### About this task
Count, please, the lines in the listing below that contain "tight", and reply with the count only.

(Dataset records Opens)

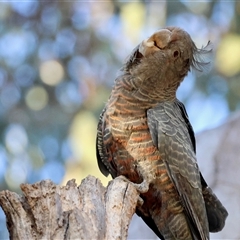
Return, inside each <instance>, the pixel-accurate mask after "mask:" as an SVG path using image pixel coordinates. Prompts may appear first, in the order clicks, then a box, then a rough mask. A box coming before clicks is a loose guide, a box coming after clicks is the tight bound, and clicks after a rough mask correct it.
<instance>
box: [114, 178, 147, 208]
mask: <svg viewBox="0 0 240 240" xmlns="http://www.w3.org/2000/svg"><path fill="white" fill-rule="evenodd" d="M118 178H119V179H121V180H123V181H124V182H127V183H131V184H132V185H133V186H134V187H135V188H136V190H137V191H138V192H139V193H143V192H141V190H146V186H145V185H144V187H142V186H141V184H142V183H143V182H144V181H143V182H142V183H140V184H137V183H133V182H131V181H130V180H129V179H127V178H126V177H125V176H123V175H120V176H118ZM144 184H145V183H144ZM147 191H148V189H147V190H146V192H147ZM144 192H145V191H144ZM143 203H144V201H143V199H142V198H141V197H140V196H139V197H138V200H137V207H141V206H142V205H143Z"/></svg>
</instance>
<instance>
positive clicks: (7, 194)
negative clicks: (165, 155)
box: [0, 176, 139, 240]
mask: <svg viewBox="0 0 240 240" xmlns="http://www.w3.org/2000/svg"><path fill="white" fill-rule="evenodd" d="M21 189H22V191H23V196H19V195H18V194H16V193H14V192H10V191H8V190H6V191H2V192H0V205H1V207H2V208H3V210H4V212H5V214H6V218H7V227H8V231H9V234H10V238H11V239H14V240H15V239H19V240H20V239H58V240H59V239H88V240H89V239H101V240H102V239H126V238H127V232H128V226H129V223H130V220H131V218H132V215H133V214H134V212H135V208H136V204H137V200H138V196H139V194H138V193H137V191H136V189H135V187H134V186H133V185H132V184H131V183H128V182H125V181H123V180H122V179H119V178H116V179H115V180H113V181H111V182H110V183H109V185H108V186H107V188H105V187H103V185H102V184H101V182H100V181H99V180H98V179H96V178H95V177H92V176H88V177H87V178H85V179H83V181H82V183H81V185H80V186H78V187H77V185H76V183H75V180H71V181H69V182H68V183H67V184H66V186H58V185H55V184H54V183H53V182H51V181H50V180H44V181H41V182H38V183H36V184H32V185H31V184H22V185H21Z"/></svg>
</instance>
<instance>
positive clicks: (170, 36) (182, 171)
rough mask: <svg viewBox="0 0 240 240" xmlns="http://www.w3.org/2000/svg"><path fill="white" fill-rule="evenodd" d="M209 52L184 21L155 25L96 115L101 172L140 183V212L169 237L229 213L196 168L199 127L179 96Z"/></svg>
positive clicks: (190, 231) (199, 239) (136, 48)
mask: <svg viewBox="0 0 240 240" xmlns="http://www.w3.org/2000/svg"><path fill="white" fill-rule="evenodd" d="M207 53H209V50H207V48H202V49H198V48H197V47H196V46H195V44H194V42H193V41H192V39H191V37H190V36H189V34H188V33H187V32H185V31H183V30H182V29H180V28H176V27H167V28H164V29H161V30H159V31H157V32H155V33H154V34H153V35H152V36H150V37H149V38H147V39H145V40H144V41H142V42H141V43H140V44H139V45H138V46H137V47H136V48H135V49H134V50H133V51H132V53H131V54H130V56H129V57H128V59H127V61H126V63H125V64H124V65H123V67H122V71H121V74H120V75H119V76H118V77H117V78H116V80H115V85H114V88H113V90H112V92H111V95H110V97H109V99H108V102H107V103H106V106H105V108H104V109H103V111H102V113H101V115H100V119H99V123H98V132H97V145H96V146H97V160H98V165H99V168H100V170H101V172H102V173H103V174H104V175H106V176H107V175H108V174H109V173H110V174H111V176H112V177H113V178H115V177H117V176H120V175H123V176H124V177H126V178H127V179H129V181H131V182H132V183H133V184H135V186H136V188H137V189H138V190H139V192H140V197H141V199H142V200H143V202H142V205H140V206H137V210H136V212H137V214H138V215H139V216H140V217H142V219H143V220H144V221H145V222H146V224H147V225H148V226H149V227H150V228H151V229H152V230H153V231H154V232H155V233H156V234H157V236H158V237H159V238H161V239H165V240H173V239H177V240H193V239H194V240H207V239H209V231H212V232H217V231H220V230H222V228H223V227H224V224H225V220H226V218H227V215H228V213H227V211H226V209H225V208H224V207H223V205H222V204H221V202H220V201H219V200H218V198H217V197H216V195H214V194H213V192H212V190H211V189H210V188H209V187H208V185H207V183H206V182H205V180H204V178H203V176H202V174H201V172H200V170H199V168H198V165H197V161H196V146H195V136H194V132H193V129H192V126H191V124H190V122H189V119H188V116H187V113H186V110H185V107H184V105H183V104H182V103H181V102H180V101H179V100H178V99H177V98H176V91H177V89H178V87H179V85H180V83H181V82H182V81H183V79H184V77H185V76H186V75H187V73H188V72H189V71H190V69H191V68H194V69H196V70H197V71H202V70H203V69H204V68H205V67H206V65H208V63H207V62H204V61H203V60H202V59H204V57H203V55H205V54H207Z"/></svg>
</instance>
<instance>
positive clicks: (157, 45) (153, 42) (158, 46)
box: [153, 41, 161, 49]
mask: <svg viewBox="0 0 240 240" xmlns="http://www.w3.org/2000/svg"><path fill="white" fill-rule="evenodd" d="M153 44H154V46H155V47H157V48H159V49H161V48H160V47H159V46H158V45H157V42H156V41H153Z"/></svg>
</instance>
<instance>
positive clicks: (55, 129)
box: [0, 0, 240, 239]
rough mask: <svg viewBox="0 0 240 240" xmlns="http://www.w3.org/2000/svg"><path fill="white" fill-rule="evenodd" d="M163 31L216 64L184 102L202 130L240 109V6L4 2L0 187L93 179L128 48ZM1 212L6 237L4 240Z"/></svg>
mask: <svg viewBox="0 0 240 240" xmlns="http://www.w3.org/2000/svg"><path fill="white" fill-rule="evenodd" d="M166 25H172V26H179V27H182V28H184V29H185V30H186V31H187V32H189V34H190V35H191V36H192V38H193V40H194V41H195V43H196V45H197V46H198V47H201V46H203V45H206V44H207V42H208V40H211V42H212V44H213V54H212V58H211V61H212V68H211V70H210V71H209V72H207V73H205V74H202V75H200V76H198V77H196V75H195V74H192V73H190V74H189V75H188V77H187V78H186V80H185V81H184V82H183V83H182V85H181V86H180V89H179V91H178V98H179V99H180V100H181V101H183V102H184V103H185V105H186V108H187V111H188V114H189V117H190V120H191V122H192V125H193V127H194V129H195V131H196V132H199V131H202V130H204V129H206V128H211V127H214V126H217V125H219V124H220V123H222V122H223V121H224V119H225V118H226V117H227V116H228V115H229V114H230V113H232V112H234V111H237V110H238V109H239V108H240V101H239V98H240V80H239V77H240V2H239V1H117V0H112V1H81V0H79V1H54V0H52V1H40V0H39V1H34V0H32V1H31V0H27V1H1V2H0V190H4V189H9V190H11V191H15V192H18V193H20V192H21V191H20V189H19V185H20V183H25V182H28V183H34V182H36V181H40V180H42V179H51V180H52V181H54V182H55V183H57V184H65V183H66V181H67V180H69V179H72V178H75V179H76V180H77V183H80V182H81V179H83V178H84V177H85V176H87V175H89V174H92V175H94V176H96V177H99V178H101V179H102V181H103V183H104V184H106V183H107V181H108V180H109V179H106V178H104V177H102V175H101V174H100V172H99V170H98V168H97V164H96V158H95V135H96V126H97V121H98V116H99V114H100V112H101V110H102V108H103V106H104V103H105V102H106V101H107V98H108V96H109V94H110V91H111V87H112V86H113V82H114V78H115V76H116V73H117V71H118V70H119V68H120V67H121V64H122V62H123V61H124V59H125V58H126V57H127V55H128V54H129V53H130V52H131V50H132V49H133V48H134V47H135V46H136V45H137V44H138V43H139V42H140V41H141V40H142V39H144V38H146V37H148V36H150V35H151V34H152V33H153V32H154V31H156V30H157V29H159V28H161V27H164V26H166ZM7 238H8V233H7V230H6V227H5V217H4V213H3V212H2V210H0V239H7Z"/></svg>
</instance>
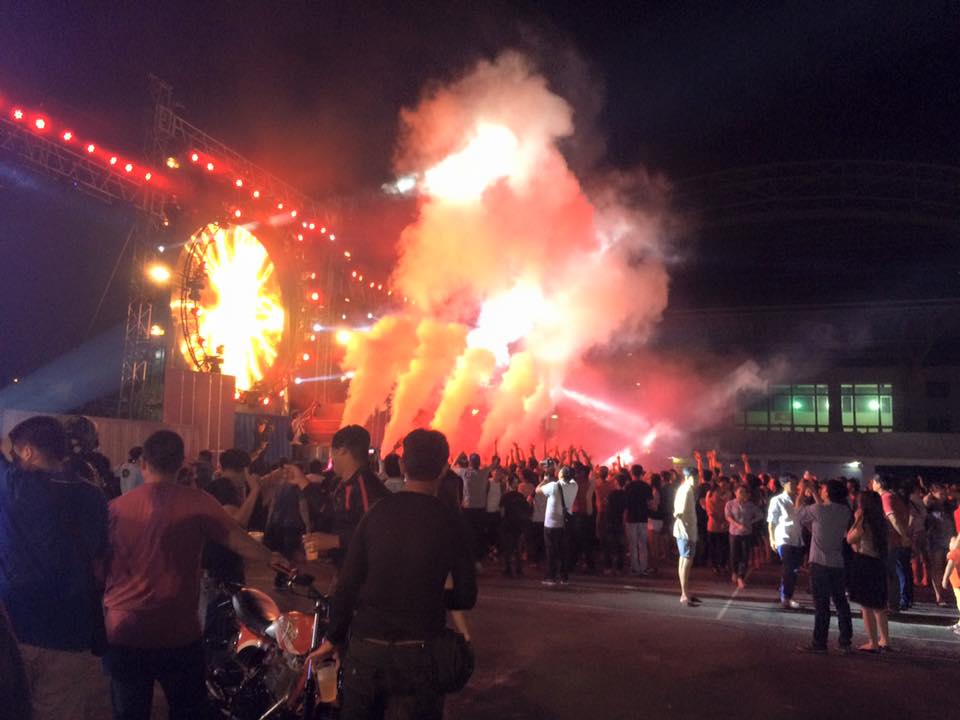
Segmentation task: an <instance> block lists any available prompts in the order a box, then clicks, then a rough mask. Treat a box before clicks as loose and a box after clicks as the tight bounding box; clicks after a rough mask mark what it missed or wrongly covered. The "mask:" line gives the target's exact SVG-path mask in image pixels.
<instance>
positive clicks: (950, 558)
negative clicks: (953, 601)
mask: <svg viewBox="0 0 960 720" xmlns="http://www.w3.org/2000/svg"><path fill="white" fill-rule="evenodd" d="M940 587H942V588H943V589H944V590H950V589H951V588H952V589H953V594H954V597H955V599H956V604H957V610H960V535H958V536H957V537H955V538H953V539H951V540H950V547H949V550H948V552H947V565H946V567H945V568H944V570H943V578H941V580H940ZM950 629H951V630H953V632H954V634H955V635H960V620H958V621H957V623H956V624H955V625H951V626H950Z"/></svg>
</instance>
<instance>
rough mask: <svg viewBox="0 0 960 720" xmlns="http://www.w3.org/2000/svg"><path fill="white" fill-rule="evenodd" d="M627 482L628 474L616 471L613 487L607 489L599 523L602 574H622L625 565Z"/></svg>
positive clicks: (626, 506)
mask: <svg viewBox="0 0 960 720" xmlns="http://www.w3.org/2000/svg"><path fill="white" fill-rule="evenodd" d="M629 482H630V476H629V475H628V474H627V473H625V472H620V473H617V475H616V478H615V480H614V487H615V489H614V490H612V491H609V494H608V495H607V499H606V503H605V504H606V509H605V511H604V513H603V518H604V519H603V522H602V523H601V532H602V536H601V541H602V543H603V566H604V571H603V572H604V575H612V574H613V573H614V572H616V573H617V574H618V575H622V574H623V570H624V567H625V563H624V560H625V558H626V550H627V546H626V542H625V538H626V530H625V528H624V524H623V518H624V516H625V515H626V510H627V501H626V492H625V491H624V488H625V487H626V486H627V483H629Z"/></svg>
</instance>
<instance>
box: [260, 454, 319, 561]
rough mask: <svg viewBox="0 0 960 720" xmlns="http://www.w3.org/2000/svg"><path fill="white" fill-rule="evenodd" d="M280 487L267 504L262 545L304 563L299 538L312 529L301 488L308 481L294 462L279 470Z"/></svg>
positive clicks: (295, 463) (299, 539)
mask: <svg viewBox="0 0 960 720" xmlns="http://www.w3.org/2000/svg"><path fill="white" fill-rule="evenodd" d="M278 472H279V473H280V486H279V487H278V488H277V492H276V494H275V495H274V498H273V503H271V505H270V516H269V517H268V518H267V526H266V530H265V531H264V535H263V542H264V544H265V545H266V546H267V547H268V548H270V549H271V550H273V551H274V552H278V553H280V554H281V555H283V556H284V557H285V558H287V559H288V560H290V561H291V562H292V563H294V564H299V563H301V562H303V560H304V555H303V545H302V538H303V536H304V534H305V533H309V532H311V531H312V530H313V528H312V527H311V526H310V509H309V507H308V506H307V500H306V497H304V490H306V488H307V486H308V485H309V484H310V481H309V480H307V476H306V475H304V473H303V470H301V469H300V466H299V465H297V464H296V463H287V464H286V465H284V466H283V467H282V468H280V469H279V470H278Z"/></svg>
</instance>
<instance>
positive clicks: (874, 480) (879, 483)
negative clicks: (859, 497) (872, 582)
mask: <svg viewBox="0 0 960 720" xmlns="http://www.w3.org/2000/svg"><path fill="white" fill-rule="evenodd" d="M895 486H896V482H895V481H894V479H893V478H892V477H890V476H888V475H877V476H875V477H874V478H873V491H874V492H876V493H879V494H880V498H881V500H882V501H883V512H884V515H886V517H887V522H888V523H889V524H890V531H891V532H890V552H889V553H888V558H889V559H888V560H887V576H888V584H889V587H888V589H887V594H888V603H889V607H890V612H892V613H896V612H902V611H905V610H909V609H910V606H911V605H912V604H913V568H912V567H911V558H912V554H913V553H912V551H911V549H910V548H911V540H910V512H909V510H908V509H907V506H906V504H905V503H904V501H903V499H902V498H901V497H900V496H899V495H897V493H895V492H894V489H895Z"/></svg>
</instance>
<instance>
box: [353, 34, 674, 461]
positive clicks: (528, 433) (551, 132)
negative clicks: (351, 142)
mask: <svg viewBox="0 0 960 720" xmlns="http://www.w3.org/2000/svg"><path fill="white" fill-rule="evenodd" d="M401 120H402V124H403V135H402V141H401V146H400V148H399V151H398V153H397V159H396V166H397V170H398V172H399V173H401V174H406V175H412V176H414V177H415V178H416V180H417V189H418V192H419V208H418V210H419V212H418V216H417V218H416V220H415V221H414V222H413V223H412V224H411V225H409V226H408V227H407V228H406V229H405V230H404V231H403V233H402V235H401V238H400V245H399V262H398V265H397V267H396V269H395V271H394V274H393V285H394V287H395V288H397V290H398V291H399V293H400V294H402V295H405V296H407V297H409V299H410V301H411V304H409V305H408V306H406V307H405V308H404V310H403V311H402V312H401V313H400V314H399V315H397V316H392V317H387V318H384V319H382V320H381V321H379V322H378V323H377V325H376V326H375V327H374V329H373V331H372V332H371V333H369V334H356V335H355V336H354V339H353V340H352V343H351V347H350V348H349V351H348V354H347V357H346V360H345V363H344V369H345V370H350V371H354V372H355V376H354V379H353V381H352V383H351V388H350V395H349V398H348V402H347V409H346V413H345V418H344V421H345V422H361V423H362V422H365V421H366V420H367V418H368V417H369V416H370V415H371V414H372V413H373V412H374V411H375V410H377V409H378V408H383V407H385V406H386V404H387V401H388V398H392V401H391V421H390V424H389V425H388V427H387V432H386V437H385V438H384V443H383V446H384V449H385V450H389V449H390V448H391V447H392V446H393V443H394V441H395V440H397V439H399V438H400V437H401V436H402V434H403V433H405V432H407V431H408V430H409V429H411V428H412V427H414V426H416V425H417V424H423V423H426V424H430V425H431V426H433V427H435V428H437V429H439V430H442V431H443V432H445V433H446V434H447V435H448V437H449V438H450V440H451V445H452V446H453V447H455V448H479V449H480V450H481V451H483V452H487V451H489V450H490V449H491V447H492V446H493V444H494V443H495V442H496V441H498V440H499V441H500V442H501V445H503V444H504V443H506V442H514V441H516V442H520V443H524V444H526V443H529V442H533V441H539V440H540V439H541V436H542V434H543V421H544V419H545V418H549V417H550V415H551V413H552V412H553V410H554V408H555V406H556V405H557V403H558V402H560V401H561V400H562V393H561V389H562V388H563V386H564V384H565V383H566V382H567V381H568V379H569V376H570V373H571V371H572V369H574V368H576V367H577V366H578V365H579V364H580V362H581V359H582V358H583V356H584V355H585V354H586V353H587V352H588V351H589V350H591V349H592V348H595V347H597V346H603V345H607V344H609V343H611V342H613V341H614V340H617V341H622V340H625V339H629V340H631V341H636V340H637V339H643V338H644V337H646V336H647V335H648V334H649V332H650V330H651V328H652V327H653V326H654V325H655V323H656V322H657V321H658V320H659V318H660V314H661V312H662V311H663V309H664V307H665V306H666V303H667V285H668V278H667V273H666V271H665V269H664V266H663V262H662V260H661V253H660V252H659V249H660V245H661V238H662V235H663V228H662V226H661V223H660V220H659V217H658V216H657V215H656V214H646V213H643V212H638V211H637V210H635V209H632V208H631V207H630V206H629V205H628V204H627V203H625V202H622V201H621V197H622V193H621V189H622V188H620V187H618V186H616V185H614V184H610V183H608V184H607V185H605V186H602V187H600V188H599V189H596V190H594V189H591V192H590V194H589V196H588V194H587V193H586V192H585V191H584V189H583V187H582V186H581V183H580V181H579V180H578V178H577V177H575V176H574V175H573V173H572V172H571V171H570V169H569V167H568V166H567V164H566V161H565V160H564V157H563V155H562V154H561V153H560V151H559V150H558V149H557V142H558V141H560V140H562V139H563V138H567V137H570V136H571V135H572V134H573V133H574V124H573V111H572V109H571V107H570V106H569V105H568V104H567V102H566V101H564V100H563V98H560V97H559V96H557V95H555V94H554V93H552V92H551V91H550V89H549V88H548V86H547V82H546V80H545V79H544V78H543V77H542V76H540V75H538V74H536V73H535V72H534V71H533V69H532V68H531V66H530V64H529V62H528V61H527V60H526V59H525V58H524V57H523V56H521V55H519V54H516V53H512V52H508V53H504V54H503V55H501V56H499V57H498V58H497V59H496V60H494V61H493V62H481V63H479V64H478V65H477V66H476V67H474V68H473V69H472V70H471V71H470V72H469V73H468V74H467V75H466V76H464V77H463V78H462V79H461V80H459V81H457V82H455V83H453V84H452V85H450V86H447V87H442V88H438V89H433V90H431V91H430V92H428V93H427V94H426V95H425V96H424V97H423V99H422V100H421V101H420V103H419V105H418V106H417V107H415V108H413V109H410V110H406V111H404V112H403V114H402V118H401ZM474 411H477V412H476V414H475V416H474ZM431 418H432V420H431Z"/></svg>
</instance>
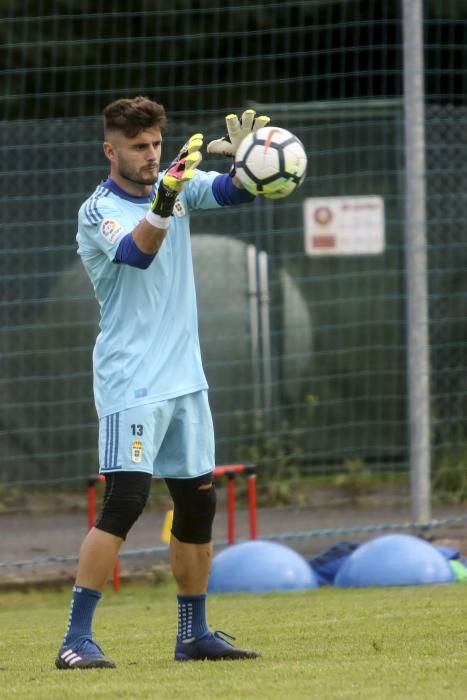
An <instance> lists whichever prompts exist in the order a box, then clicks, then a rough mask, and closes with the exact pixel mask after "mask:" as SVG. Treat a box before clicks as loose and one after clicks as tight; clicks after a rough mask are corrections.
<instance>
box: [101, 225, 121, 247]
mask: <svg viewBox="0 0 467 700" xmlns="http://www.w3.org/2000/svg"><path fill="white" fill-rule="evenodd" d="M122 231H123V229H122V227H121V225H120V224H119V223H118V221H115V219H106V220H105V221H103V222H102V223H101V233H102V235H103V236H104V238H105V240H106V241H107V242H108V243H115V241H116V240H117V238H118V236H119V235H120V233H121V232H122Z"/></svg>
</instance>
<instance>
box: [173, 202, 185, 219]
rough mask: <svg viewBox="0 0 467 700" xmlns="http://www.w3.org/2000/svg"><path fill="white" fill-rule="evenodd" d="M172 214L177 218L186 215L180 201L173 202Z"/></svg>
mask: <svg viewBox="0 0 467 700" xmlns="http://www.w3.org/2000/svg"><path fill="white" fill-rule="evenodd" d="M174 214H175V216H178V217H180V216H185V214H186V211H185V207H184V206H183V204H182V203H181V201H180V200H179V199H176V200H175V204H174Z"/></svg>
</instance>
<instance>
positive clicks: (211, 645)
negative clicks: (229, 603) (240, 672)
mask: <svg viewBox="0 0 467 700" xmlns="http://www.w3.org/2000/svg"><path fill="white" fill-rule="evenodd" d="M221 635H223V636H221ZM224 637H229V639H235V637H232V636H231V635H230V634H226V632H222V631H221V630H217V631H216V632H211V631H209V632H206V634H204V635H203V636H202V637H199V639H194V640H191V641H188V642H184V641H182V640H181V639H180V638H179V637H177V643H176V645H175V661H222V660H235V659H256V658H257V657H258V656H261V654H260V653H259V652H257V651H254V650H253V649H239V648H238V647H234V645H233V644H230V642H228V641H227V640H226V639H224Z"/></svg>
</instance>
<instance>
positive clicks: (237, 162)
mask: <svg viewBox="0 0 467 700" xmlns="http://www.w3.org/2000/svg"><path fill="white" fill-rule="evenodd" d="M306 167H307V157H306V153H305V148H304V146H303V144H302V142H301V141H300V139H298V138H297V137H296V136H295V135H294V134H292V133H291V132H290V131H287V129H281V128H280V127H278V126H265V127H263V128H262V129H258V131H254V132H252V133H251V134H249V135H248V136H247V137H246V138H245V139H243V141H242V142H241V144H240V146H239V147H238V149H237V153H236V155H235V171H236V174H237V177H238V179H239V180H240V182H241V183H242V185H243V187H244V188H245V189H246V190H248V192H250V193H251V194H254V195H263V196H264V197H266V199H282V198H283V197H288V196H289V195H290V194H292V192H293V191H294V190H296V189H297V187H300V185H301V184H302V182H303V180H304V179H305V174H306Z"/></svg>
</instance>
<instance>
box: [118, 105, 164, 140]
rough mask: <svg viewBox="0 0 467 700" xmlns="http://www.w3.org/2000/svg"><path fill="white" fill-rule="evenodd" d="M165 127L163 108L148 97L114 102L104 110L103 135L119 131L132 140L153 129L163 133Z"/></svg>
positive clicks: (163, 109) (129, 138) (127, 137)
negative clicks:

(Dataset records Closes)

### Result for this exercise
3